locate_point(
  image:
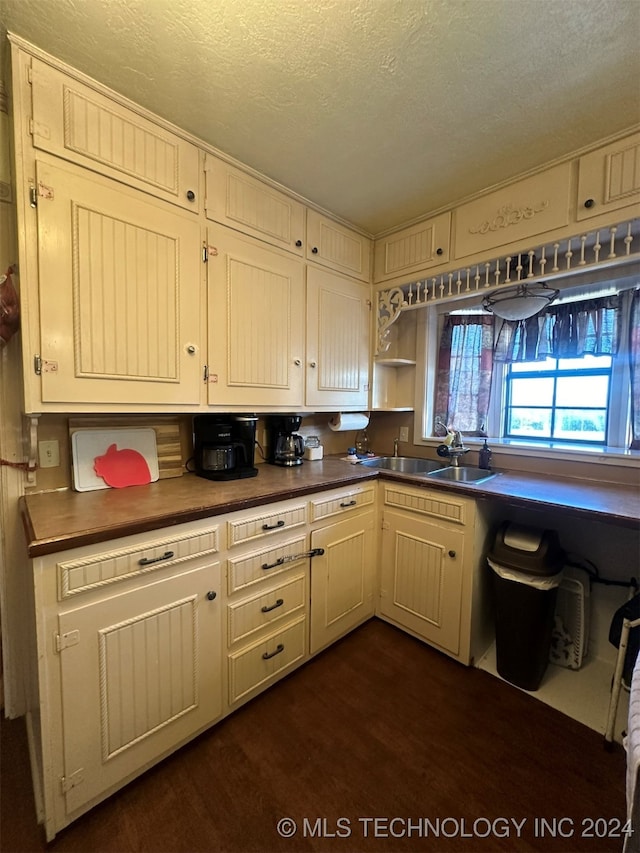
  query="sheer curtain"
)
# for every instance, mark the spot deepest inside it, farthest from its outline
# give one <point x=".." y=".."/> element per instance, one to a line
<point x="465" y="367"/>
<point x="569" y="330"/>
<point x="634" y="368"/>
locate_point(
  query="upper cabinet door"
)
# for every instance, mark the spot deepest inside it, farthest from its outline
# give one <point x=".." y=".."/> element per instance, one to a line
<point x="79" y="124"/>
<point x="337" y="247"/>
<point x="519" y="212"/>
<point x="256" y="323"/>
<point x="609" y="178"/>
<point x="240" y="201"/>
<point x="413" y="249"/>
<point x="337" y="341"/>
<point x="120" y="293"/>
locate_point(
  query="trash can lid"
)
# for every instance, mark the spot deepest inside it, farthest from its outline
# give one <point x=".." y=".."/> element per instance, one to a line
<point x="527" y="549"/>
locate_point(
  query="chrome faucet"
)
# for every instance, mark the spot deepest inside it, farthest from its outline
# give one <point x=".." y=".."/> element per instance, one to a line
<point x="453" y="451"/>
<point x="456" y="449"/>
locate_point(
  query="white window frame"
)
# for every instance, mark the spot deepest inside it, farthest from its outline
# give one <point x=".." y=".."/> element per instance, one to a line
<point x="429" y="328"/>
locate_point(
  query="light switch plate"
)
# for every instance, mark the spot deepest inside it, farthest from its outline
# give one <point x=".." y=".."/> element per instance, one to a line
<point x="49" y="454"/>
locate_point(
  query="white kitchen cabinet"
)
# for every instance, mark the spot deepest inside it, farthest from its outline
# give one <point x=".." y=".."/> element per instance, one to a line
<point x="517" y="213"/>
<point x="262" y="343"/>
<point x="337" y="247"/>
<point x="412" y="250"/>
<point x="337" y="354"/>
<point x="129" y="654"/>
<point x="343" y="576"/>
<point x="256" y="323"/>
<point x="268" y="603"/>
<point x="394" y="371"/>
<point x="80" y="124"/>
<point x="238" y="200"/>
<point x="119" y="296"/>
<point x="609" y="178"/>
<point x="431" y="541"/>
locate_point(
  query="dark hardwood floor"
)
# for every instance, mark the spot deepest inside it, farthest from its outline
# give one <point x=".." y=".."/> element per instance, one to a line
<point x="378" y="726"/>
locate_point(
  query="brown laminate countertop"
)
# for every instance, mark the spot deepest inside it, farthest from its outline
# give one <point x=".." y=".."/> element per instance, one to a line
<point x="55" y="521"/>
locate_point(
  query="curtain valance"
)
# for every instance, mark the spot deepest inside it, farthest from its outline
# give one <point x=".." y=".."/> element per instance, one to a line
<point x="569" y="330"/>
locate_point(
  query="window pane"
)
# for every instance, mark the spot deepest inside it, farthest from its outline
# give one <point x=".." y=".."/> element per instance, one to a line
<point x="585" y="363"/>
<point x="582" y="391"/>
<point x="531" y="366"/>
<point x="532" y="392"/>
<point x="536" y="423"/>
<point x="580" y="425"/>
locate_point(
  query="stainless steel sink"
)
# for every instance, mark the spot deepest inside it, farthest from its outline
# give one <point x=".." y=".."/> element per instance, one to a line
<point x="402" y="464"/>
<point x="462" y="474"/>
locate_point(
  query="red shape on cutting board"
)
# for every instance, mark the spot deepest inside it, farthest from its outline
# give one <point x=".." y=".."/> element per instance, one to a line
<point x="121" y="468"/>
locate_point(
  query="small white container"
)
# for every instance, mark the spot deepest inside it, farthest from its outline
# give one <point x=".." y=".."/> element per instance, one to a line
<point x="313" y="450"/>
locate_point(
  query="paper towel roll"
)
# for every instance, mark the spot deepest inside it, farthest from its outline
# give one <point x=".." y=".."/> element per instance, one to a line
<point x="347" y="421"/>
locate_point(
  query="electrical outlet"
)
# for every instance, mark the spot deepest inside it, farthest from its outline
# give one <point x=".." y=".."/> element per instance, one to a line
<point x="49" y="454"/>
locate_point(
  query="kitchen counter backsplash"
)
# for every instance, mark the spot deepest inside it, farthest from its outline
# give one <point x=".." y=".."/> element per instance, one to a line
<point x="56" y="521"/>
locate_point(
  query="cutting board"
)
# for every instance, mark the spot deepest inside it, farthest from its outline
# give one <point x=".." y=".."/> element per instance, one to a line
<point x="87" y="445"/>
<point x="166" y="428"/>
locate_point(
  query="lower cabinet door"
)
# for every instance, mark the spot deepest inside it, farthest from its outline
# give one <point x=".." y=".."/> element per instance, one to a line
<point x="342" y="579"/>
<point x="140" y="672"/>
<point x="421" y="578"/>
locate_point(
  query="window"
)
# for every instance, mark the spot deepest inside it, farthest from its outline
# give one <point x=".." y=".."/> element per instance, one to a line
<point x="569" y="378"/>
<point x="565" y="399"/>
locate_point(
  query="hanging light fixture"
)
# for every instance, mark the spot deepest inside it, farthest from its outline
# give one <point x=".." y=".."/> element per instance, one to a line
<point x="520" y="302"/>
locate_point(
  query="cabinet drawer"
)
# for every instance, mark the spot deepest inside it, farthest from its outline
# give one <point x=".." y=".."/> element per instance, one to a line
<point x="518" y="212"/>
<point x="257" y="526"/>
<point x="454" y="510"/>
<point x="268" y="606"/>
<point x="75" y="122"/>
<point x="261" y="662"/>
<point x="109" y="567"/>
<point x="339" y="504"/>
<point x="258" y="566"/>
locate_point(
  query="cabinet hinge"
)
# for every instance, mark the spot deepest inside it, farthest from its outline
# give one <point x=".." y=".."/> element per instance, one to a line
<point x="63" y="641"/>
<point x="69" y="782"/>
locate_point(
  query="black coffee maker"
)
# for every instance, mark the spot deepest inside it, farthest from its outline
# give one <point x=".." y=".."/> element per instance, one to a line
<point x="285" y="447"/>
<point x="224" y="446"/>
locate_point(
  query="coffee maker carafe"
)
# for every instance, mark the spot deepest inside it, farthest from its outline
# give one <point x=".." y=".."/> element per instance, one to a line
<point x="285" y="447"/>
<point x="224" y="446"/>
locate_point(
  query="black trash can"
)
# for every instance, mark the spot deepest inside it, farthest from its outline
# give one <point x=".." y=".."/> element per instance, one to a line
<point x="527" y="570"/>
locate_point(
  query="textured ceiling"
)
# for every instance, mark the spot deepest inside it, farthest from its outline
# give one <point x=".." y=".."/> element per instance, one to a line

—————

#### [Directions]
From the records above, return each line that includes "black".

#### [Answer for this exercise]
  query="black coffee maker"
  query="black trash can"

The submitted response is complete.